Only lines containing the string "machine" belong in the answer; find them in the records and copy them.

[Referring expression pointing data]
——————————

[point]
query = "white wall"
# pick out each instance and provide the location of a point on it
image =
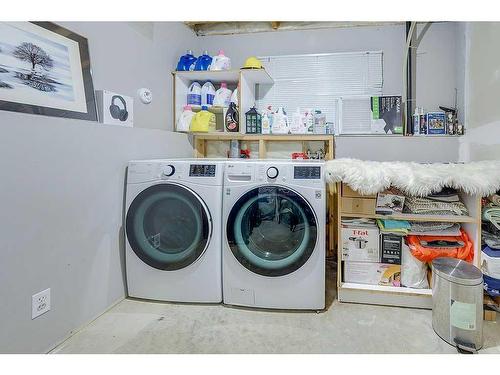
(126, 56)
(482, 88)
(62, 188)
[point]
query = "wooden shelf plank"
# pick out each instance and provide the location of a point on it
(215, 76)
(412, 217)
(223, 136)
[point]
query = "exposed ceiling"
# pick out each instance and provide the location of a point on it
(203, 28)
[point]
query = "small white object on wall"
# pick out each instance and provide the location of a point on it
(115, 109)
(145, 95)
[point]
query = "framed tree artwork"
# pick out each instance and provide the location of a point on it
(45, 69)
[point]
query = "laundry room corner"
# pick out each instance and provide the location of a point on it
(63, 183)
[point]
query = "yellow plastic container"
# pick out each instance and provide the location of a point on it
(203, 122)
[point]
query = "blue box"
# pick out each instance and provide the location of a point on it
(436, 123)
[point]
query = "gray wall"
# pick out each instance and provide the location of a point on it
(126, 56)
(482, 88)
(62, 189)
(436, 53)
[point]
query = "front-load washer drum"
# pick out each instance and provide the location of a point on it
(272, 230)
(168, 226)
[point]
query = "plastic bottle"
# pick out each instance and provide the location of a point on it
(184, 122)
(416, 121)
(266, 123)
(203, 121)
(280, 122)
(223, 96)
(309, 121)
(232, 118)
(194, 94)
(207, 94)
(203, 62)
(297, 125)
(187, 61)
(234, 96)
(319, 122)
(220, 62)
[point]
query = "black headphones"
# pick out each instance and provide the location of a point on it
(117, 112)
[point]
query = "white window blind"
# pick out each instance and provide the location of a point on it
(319, 81)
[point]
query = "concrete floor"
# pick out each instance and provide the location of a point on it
(137, 326)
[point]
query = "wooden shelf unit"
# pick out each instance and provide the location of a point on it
(402, 296)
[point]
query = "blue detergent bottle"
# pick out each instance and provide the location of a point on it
(203, 62)
(186, 62)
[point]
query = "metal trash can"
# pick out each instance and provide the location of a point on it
(457, 303)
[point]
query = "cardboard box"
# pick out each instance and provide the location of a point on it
(360, 244)
(358, 206)
(436, 123)
(387, 115)
(389, 203)
(372, 273)
(391, 247)
(348, 192)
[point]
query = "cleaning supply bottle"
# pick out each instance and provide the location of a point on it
(266, 123)
(232, 119)
(222, 96)
(194, 94)
(203, 62)
(187, 61)
(184, 122)
(280, 122)
(416, 121)
(297, 124)
(234, 96)
(220, 62)
(309, 121)
(203, 121)
(207, 94)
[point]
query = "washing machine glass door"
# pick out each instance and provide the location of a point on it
(168, 226)
(272, 231)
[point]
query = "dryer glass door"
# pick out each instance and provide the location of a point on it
(272, 231)
(168, 226)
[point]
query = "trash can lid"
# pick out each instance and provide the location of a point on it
(457, 271)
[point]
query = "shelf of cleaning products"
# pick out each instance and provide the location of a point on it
(414, 217)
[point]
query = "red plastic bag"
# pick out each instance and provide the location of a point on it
(426, 253)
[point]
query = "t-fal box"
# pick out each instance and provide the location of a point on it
(372, 273)
(391, 246)
(360, 244)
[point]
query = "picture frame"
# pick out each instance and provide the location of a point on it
(45, 70)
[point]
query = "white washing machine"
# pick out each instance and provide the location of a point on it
(274, 215)
(173, 230)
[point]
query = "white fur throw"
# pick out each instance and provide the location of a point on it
(371, 177)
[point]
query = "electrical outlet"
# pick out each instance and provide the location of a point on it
(40, 303)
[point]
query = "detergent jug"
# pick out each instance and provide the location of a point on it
(280, 122)
(266, 124)
(194, 94)
(203, 62)
(186, 62)
(184, 122)
(220, 62)
(203, 121)
(232, 118)
(223, 96)
(207, 94)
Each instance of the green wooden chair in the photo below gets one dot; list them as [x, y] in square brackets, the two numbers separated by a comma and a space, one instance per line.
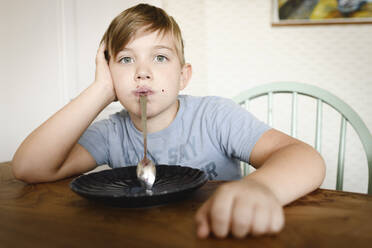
[321, 96]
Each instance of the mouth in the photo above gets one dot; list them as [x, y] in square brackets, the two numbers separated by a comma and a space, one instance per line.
[143, 91]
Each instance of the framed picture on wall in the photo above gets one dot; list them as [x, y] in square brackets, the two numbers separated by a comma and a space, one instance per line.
[310, 12]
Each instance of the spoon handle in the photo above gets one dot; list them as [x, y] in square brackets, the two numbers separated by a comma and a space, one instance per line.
[143, 102]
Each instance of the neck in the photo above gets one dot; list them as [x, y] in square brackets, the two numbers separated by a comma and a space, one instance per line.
[158, 122]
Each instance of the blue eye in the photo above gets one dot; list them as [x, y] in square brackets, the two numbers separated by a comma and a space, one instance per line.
[160, 58]
[126, 60]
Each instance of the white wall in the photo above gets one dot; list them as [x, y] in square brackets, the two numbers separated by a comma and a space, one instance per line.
[234, 47]
[48, 58]
[29, 69]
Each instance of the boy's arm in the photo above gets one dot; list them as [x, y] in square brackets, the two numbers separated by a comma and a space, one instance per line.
[51, 151]
[286, 170]
[289, 167]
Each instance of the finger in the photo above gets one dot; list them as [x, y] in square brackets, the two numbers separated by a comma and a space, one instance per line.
[241, 218]
[220, 213]
[277, 220]
[261, 218]
[101, 52]
[202, 220]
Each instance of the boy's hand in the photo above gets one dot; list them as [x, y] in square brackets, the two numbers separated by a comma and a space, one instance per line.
[103, 73]
[241, 207]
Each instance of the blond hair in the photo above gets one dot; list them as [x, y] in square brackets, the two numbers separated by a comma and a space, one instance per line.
[124, 27]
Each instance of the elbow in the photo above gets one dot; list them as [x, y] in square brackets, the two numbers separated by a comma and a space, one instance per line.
[320, 167]
[19, 171]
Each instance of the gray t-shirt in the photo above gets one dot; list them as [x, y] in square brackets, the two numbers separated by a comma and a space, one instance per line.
[209, 133]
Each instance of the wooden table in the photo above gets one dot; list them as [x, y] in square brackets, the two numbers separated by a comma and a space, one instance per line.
[51, 215]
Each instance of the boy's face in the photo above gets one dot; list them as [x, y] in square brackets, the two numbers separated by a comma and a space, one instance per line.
[149, 65]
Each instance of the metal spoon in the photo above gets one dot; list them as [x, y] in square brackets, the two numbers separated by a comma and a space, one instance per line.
[146, 171]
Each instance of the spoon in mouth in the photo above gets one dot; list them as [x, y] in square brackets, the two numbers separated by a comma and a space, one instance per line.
[146, 171]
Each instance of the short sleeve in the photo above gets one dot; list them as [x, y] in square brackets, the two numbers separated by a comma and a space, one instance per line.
[95, 141]
[237, 129]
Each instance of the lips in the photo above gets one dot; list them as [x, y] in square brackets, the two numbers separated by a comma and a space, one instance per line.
[143, 91]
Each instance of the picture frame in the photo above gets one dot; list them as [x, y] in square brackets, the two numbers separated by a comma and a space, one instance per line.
[321, 12]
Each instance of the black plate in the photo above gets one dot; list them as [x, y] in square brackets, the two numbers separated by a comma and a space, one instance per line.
[120, 186]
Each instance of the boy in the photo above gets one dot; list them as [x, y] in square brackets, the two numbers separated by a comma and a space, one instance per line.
[145, 56]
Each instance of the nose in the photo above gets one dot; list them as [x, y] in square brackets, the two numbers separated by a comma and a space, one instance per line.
[143, 73]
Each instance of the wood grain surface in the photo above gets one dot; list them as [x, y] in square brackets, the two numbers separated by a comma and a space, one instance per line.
[51, 215]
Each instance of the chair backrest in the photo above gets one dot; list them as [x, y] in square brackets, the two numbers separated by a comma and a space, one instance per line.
[321, 96]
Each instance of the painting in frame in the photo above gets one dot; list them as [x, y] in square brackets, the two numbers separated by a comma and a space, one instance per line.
[310, 12]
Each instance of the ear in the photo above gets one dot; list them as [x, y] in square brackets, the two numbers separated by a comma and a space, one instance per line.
[186, 73]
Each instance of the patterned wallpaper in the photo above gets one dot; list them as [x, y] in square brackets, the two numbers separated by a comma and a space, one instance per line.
[232, 47]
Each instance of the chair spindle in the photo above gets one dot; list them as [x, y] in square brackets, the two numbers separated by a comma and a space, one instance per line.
[270, 108]
[341, 155]
[318, 134]
[294, 115]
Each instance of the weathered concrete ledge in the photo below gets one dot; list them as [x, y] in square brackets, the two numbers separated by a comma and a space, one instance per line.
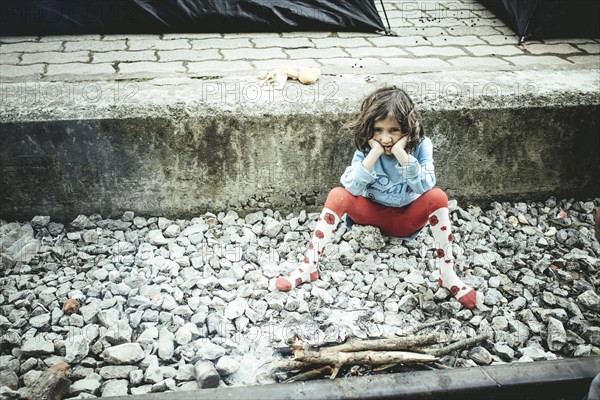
[558, 379]
[179, 147]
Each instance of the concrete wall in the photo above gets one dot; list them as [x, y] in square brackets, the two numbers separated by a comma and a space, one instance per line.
[181, 159]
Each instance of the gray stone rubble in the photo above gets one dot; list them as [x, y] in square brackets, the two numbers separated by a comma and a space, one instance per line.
[179, 304]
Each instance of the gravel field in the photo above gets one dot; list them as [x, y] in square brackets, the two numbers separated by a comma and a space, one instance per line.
[158, 305]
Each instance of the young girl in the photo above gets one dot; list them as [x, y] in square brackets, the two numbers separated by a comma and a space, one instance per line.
[389, 185]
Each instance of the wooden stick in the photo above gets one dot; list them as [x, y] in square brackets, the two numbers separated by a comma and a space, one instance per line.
[363, 357]
[287, 365]
[461, 344]
[336, 370]
[310, 374]
[391, 344]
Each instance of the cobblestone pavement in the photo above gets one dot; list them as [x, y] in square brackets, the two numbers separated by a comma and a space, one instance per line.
[441, 35]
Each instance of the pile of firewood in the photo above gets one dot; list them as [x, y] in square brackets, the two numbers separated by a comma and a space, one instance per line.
[378, 354]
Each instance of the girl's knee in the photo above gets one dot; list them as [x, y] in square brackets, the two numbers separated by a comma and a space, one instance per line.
[338, 193]
[437, 198]
[338, 196]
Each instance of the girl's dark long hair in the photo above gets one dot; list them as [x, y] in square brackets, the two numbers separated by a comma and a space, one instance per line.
[388, 100]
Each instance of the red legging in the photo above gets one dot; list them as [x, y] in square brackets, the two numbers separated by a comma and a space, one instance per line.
[392, 221]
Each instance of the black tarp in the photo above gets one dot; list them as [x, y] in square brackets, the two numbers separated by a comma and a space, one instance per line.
[63, 17]
[545, 19]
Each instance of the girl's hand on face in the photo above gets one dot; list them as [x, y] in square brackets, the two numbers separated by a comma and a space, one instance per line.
[376, 146]
[400, 144]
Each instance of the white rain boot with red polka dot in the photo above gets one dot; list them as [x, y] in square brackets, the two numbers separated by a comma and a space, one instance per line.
[439, 223]
[308, 272]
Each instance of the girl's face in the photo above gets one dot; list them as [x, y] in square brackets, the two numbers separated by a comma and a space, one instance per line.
[387, 133]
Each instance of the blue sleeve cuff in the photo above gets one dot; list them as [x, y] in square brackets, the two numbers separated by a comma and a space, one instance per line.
[365, 176]
[410, 171]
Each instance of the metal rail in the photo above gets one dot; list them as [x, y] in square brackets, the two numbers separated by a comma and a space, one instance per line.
[560, 379]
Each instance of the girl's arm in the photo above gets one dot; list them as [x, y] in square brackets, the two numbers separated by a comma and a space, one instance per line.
[417, 172]
[356, 178]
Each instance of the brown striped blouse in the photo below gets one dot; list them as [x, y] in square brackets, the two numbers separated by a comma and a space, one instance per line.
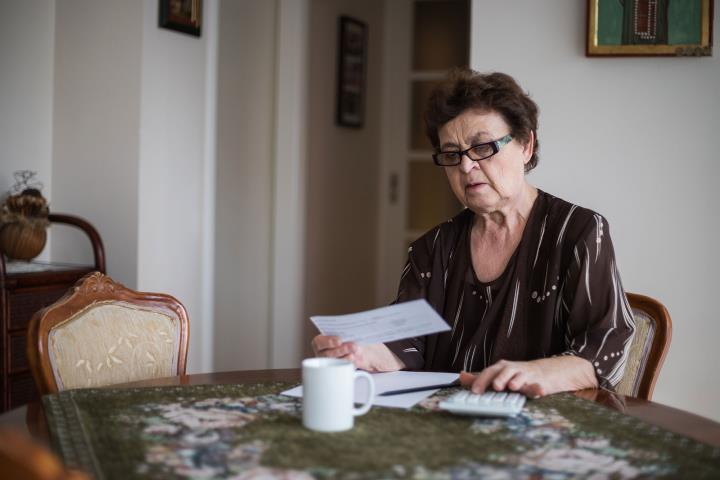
[560, 294]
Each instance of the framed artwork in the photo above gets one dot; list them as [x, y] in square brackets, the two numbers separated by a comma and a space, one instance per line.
[649, 28]
[352, 65]
[181, 15]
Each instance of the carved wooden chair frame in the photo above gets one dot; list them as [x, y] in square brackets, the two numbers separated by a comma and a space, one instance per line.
[91, 289]
[660, 342]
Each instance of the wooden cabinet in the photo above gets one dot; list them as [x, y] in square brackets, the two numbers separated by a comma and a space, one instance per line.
[25, 288]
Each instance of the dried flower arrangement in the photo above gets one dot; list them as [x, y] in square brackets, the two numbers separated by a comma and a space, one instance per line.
[24, 219]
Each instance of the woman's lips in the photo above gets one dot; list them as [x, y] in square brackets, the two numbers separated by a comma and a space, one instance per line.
[475, 185]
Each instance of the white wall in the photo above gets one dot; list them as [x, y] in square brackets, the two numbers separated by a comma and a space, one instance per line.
[342, 175]
[171, 200]
[244, 201]
[633, 138]
[96, 129]
[27, 31]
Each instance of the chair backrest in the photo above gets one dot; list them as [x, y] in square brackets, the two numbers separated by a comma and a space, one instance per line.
[102, 333]
[653, 331]
[23, 459]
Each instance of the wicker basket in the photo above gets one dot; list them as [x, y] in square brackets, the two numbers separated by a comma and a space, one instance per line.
[22, 241]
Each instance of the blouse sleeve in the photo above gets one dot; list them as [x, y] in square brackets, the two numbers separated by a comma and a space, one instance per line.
[412, 350]
[599, 322]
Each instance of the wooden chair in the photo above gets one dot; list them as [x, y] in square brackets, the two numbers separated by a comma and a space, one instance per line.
[653, 331]
[102, 333]
[23, 459]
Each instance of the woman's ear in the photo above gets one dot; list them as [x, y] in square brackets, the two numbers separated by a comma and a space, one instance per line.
[529, 147]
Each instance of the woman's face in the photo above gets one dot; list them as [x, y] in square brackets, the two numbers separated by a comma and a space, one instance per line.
[488, 185]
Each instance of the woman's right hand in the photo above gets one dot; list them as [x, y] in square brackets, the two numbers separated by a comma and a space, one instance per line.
[332, 346]
[373, 358]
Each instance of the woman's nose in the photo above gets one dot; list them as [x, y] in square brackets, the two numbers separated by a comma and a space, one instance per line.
[466, 164]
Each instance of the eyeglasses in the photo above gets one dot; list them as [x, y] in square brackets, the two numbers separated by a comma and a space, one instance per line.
[478, 152]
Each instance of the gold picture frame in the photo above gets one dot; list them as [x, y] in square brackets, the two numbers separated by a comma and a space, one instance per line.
[649, 28]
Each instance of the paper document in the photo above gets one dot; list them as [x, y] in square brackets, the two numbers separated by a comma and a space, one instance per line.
[386, 324]
[385, 382]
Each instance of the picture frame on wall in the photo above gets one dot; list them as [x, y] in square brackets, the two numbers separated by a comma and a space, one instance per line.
[181, 15]
[352, 66]
[649, 28]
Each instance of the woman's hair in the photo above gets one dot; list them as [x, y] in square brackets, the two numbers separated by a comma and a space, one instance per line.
[465, 89]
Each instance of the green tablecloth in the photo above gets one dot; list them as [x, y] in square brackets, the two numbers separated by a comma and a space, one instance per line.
[250, 432]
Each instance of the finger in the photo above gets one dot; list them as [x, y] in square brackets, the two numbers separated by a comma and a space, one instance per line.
[501, 379]
[517, 382]
[533, 390]
[483, 380]
[341, 351]
[467, 379]
[323, 342]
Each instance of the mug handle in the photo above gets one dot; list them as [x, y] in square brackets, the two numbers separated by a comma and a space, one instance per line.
[366, 406]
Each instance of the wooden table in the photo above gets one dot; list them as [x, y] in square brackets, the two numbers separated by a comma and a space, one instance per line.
[30, 418]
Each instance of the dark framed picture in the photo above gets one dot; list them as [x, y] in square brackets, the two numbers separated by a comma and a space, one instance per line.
[352, 65]
[650, 28]
[181, 15]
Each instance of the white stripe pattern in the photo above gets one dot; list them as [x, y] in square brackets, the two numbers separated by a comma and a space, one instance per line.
[587, 275]
[598, 235]
[457, 314]
[542, 233]
[567, 219]
[514, 310]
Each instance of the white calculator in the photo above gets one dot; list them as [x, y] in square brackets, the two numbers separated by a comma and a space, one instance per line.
[488, 404]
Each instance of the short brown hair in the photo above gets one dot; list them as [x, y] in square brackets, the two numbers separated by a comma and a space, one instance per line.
[465, 89]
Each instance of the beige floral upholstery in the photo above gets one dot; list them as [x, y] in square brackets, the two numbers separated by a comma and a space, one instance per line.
[639, 351]
[113, 342]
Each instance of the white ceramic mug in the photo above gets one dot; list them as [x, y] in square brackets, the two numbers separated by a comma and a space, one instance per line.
[328, 392]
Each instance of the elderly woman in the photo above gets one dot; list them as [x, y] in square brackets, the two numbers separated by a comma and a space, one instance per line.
[527, 281]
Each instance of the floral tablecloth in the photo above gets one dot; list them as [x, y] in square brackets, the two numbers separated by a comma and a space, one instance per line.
[251, 432]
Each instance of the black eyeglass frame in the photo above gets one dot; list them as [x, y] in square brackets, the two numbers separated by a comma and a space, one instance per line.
[496, 145]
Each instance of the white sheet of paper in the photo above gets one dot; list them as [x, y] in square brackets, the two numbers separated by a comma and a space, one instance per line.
[386, 324]
[385, 382]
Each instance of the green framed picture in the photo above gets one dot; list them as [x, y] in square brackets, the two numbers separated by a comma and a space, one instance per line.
[649, 28]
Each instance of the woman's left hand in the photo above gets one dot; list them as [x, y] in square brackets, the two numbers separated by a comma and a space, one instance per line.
[534, 378]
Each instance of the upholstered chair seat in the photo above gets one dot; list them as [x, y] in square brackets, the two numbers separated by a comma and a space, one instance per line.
[101, 333]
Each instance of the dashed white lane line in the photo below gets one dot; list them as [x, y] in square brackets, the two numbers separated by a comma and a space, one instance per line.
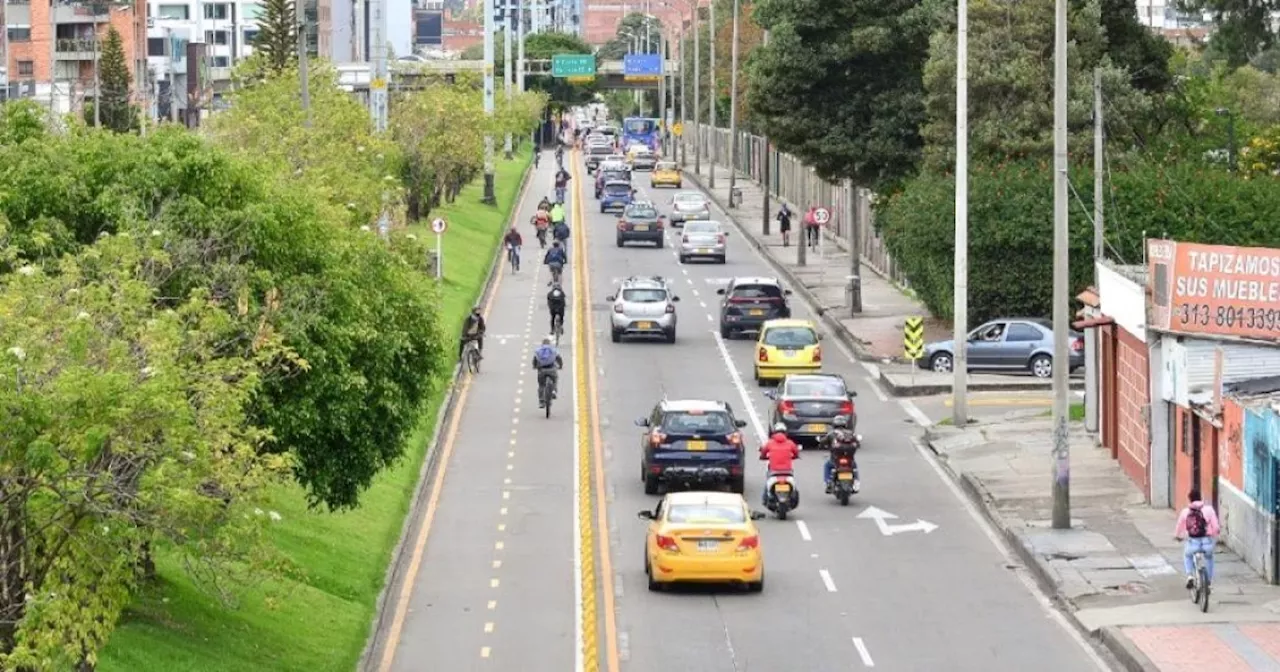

——————————

**Finished task**
query = "washing machine glass door"
query = "white washing machine"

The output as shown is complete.